--- Task inputs ---

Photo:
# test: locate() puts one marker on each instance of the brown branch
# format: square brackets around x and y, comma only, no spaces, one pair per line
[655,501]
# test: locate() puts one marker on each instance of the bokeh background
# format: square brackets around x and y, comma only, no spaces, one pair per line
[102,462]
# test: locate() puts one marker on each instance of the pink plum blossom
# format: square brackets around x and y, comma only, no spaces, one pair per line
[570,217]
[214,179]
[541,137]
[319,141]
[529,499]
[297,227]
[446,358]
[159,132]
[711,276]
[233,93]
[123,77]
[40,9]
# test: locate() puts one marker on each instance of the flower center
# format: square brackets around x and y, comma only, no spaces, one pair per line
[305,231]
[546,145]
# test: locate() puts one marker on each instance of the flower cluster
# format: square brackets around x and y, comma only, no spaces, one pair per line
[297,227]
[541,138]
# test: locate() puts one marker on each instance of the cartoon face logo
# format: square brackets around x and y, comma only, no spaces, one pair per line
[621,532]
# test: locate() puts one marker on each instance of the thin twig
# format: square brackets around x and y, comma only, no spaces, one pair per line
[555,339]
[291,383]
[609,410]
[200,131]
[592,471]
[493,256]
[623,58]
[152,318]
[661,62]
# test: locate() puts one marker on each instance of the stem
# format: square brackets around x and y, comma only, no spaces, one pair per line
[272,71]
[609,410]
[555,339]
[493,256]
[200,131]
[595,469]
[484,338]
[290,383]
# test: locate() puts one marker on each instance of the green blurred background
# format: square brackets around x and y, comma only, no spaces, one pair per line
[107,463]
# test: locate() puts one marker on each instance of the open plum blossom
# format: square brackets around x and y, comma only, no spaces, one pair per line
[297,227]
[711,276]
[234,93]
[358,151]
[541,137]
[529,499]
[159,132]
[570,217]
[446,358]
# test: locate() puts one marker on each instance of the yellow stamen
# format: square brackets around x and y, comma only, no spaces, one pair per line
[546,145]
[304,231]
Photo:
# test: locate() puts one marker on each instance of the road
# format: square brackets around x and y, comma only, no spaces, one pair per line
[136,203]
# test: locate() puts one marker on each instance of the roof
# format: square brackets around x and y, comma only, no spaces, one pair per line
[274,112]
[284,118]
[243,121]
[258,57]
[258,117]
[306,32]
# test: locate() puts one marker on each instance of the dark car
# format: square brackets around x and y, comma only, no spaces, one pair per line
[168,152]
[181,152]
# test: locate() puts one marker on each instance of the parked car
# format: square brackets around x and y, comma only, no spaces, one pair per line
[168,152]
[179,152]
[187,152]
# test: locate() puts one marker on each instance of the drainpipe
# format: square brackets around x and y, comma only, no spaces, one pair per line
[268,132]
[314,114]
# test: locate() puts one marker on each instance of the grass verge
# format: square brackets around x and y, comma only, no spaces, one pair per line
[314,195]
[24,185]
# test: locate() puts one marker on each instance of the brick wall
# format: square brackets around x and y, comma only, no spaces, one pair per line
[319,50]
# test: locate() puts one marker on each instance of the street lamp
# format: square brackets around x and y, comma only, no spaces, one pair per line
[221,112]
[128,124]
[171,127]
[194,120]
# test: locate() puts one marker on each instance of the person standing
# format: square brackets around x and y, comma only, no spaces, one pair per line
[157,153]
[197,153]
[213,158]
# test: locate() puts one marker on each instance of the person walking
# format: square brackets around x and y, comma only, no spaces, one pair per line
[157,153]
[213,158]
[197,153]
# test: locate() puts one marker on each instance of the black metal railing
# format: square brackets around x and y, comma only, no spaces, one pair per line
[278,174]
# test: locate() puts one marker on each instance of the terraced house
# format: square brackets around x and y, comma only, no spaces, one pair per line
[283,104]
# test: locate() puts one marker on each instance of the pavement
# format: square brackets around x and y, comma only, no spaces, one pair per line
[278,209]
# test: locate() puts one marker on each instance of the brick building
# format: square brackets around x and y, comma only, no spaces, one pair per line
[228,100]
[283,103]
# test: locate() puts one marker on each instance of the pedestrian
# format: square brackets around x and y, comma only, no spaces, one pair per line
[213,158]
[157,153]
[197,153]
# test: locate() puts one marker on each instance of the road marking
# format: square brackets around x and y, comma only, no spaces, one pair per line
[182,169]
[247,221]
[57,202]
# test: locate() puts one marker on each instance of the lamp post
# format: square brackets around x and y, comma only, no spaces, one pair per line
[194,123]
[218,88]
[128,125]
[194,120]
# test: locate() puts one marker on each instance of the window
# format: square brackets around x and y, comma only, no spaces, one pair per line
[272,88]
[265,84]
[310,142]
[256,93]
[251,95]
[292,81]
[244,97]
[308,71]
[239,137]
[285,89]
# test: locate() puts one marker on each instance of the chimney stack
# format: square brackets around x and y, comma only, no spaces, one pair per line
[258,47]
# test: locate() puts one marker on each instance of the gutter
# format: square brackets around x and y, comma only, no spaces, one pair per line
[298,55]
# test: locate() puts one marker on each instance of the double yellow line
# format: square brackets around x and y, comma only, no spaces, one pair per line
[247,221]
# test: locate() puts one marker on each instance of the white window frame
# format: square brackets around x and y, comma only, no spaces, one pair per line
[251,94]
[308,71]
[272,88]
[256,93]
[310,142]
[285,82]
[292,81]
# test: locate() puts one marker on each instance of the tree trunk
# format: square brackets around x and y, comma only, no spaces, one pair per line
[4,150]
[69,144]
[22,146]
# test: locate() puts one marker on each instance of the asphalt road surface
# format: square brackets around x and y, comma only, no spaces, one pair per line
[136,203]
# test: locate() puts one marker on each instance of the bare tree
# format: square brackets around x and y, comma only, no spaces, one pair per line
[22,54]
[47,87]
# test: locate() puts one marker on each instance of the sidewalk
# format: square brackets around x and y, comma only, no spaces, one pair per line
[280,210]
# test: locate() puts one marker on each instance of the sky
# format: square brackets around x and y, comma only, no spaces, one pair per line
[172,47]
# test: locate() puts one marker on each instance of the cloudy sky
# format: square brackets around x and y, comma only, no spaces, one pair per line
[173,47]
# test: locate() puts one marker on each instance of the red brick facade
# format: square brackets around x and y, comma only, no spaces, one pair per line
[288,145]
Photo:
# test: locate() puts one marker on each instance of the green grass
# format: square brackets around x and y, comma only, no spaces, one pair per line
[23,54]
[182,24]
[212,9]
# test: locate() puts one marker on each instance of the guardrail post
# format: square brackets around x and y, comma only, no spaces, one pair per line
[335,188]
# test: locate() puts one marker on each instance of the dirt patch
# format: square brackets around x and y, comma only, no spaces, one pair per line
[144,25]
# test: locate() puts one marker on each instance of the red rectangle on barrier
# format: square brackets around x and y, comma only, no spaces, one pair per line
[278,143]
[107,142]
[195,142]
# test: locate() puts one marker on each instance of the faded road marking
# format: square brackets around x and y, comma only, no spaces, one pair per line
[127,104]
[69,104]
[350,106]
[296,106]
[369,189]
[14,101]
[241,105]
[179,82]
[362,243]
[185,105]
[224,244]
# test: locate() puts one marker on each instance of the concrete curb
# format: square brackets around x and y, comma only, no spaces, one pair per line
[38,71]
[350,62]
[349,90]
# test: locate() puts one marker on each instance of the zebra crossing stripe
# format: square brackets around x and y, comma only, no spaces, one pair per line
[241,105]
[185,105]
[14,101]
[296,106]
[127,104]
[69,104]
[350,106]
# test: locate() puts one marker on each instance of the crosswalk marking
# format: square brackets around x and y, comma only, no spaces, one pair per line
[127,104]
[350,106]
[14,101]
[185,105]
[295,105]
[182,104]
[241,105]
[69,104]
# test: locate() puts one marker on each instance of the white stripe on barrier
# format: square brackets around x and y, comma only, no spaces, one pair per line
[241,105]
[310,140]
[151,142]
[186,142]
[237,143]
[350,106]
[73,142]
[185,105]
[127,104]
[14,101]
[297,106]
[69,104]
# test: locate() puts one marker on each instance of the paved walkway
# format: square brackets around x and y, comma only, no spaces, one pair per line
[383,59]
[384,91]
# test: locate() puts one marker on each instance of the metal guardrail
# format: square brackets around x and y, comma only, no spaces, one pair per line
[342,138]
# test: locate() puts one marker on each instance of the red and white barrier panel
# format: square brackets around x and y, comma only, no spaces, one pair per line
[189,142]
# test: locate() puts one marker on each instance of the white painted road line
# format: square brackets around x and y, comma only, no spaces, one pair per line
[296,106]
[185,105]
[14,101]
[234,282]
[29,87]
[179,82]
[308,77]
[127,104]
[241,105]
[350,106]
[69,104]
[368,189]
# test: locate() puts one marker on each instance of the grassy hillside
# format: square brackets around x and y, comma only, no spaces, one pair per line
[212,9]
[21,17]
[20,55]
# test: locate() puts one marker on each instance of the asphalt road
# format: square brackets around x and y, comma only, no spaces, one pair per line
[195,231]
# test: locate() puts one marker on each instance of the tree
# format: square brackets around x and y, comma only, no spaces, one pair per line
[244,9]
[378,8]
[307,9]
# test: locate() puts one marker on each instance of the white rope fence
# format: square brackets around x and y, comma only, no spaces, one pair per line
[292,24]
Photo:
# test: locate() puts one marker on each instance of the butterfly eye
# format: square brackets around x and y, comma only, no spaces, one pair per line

---

Exercise brief. From the line with "white rope fence" to the last line of the material, give every line again exactly, and only those lines.

Response to the task.
# test: locate() puts one marker on each instance of the white rope fence
# format: square brackets around x and y, comma only, no spaces, one pair per line
[292,24]
Photo:
# test: locate() puts one marker on each instance of the butterfly eye
# format: square brackets around x and y, comma only, no spaces, one pair per line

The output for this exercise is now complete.